Please pick out every line in the material below that contains the word "target", and copy each one.

§ **Stored records**
▶
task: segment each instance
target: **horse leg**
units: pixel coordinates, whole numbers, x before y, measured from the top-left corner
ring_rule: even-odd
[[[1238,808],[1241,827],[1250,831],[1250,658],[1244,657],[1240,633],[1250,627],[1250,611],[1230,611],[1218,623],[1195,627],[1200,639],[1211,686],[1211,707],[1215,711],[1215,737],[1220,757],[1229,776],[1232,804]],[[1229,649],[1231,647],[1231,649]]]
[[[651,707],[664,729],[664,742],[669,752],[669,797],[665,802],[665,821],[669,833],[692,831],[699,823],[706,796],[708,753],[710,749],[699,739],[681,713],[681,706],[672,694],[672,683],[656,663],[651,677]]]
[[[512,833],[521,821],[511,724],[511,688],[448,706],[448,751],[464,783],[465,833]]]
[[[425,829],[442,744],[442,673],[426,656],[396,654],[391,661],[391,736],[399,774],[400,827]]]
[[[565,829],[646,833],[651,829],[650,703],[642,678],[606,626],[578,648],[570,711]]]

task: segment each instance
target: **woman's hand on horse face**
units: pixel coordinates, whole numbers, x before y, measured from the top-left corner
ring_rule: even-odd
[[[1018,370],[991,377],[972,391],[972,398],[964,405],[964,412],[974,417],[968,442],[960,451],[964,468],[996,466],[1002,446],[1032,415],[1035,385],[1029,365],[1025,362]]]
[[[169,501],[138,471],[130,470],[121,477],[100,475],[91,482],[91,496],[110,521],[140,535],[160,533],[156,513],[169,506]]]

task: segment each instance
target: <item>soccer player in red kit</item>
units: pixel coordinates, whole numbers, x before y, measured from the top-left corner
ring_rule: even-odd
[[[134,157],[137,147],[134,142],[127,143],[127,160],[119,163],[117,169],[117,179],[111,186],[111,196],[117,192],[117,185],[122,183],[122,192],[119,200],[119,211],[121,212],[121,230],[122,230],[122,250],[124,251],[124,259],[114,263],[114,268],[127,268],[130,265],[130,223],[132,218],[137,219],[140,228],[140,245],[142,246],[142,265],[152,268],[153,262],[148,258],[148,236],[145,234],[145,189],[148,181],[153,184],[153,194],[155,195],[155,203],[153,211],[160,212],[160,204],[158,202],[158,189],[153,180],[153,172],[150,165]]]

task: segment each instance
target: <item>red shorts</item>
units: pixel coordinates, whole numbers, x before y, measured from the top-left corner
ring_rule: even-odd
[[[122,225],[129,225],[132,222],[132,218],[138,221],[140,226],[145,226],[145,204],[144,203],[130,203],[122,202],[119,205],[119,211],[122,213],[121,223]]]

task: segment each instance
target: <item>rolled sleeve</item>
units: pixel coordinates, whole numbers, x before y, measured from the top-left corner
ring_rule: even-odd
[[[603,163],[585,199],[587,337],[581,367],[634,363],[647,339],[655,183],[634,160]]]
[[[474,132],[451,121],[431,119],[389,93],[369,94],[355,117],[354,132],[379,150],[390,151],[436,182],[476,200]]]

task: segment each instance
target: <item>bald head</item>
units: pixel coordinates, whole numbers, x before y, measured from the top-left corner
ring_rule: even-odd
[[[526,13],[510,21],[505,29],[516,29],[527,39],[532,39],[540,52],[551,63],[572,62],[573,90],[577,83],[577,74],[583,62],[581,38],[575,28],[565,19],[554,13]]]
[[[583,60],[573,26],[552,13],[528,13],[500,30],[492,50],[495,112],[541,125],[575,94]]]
◀
§ **Problem solution**
target: **horse leg**
target: **woman's hand on horse face**
target: <item>soccer player in red kit</item>
target: <item>red shorts</item>
target: <item>rolled sleeve</item>
target: <item>bald head</item>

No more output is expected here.